Go through the listing below and output exactly the line with "column 395, row 47", the line with "column 179, row 154", and each line between; omit the rest.

__________________________________________________

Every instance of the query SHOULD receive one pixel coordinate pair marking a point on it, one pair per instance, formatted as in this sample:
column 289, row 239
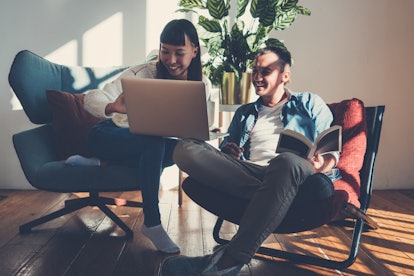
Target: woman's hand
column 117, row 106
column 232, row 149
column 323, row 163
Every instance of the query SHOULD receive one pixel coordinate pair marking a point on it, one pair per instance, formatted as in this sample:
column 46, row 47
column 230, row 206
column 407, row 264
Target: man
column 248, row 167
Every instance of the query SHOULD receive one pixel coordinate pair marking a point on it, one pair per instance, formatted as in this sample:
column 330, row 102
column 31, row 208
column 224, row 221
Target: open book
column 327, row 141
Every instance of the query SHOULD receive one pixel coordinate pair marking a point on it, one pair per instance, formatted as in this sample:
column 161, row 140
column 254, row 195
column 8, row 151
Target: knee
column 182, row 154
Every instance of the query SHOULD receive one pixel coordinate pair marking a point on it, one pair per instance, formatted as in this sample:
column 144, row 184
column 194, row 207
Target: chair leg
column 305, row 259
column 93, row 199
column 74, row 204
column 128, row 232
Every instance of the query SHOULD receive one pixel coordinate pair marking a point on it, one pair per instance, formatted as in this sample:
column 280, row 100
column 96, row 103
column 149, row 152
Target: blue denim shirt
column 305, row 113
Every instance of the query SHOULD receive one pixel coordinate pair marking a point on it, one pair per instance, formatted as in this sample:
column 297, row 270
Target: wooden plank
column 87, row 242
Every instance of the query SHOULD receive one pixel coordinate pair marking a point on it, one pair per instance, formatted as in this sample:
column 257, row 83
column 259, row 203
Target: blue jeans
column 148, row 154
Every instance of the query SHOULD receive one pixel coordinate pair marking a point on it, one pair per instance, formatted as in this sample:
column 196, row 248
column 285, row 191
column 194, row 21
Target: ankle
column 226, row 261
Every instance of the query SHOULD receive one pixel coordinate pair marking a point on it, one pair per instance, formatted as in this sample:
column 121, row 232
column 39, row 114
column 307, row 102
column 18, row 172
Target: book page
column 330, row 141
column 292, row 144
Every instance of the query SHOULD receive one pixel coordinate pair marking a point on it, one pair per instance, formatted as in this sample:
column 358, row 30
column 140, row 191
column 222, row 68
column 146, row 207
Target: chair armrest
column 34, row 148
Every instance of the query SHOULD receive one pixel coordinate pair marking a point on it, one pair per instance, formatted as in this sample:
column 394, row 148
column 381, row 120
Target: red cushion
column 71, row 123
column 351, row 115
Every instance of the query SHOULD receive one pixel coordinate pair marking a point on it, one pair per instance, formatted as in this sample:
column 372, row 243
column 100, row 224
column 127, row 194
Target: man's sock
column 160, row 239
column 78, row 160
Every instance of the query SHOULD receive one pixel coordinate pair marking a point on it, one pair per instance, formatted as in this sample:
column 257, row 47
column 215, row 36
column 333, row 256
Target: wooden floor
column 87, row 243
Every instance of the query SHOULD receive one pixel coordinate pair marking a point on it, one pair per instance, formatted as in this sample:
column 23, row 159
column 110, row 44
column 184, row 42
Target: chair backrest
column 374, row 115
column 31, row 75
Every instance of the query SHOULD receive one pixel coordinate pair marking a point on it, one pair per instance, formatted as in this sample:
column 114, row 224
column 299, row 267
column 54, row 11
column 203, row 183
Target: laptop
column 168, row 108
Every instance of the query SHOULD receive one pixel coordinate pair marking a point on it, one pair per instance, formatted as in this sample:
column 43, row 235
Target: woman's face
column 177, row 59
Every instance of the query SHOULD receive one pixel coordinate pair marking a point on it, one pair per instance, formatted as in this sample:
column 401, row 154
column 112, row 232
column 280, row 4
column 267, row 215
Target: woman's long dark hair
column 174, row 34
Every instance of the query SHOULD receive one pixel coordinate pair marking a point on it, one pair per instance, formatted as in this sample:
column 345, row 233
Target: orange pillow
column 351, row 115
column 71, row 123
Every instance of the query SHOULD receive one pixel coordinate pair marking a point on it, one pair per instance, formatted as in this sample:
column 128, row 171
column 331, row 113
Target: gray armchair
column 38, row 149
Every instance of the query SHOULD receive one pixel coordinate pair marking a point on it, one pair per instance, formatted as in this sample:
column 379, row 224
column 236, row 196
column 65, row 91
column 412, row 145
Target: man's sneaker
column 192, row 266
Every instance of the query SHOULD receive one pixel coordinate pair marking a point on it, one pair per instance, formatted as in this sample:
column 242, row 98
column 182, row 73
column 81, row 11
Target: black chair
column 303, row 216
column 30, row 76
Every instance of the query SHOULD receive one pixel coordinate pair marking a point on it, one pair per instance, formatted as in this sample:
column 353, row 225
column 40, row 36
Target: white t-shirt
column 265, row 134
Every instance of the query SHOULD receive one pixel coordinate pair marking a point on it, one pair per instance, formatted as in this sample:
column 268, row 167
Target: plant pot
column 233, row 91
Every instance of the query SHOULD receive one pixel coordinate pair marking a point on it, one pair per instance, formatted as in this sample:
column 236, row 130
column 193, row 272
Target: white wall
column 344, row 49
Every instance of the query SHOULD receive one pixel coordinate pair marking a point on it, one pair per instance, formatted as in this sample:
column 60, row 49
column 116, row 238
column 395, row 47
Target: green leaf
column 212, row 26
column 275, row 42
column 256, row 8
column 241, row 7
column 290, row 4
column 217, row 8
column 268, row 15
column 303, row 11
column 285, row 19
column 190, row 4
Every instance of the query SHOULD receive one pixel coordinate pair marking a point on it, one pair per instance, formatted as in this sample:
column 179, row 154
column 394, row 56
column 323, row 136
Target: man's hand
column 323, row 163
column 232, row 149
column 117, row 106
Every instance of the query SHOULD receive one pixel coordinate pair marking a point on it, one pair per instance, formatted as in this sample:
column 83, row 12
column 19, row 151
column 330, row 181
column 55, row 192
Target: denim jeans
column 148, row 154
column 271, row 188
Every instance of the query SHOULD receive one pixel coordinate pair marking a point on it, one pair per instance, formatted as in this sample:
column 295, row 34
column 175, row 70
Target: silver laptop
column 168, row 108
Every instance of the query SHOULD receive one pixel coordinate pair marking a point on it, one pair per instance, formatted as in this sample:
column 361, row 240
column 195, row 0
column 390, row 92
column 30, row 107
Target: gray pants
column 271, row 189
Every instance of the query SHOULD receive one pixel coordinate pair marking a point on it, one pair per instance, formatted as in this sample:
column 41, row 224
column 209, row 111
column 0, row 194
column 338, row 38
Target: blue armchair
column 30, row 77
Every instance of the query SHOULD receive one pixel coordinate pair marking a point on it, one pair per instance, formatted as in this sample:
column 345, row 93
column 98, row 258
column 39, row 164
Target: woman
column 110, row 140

__________________________________________________

Solved problem
column 395, row 47
Target: green leaf
column 212, row 26
column 275, row 42
column 256, row 8
column 241, row 7
column 290, row 4
column 217, row 8
column 268, row 15
column 303, row 11
column 285, row 19
column 190, row 4
Every instance of the query SHOULD receive one pixel coordinate pair marking a point on it, one pair per instance, formatted as in this sample:
column 179, row 154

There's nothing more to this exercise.